Task instructions:
(A) In the passage on press freedom in Hong Kong, rewrite the stretch from "Vines’ attitude seems" through "and business hub.", putting "liberty" in place of "freedom".
(B) Condense the paragraph of the passage on press freedom in Hong Kong that begins "If China and Tung Chee-hwa confound the critics" into a short bulleted list that keeps its main facts.
++++ Text provided
Vines’ attitude seems to prevail in Hong Kong, where journalists often take to heart the old adage: Hope for the best, prepare for the worst. It is no coincidence that Hong Kong’s amazing economic growth‹it is the world’s eighth-largest trading economy, with a per-capita income that rivals many European countries‹has been accompanied by great freedom. It is that freedom to report and challenge and exchange information that has brought the world to Hong Kong as Asia’s financial and business hub.
If China and Tung Chee-hwa confound the critics and allow the one-country, two-systems philosophy to flourish in Hong Kong, it may open the way toward greater press freedom for all of China. At the 15th Party Congress, Jiang set in motion the further privatization and modernization of the Chinese economy by calling for the sale of state-owned companies to private shareholders. As the Chinese government proceeds with privatization, the last vestiges of a socialist economy will likely whither away, further erasing the barriers between China and the rest of the world. The next aspect of the Chinese system to go should be the apparatus of one-party control over information and the press. No country has built a successful, dynamic modern economy on the scale of China without allowing its people democracy and free access to information. Hong Kong knows how to be free; it can point the way for China.
++++++++
++++ Records provided
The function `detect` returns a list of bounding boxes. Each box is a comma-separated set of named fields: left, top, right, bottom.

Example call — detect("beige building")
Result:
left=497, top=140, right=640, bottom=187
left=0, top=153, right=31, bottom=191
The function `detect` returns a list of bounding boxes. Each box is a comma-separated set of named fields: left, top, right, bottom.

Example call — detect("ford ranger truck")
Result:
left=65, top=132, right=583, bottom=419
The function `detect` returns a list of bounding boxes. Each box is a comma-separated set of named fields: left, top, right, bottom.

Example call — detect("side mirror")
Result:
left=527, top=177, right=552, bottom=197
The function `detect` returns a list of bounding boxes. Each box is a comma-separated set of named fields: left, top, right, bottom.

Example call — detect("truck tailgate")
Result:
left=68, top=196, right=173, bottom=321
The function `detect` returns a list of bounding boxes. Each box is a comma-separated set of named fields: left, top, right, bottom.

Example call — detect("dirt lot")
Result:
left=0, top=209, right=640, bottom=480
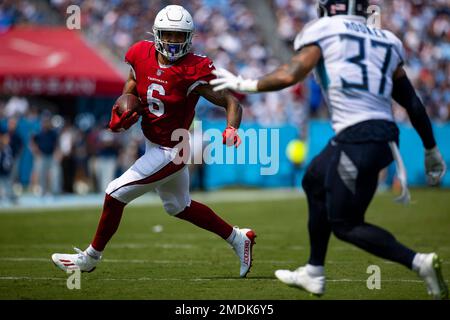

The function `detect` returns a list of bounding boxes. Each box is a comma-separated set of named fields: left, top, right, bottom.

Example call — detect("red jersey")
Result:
left=125, top=41, right=215, bottom=147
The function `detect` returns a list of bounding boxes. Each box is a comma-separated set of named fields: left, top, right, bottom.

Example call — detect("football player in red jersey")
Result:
left=52, top=5, right=256, bottom=277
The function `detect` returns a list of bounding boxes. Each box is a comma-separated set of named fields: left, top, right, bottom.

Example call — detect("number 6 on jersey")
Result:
left=147, top=83, right=166, bottom=117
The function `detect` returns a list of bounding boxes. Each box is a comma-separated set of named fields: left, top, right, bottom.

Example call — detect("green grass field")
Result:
left=0, top=189, right=450, bottom=300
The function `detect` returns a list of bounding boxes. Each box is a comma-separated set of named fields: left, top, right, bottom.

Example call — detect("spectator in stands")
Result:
left=7, top=117, right=24, bottom=194
left=0, top=129, right=16, bottom=203
left=31, top=115, right=58, bottom=195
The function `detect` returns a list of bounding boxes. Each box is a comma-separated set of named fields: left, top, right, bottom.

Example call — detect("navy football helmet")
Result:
left=317, top=0, right=369, bottom=18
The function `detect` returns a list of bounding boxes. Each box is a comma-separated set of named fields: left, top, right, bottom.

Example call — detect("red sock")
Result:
left=176, top=200, right=233, bottom=240
left=91, top=194, right=126, bottom=251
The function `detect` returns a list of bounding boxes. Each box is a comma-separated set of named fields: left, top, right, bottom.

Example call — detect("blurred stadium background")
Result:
left=0, top=0, right=450, bottom=205
left=0, top=0, right=450, bottom=299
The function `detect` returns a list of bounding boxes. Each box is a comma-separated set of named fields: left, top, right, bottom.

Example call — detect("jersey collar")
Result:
left=333, top=14, right=367, bottom=23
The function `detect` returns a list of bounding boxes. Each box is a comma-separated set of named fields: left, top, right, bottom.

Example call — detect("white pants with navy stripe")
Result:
left=106, top=140, right=191, bottom=215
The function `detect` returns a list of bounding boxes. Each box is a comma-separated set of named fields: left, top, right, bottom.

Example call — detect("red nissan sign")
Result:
left=0, top=26, right=125, bottom=96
++++++++
Solved tasks:
(A)
Vines’ attitude seems to prevail in Hong Kong, where journalists often take to heart the old adage: Hope for the best, prepare for the worst. It is no coincidence that Hong Kong’s amazing economic growth‹it is the world’s eighth-largest trading economy, with a per-capita income that rivals many European countries‹has been accompanied by great liberty. It is that liberty to report and challenge and exchange information that has brought the world to Hong Kong as Asia’s financial and business hub.

(B)
- If China and Tung Chee-hwa let the one-country, two-systems philosophy flourish in Hong Kong, it may open the way to greater press freedom across China.
- At the 15th Party Congress, Jiang called for selling state-owned companies to private shareholders, furthering the privatization and modernization of the Chinese economy.
- As privatization proceeds, the last traces of a socialist economy will likely fade, further erasing barriers between China and the rest of the world.
- One-party control over information and the press should be the next part of the system to go.
- No country has built a successful modern economy on China's scale without democracy and free access to information.
- Hong Kong knows how to be free and can point the way for China.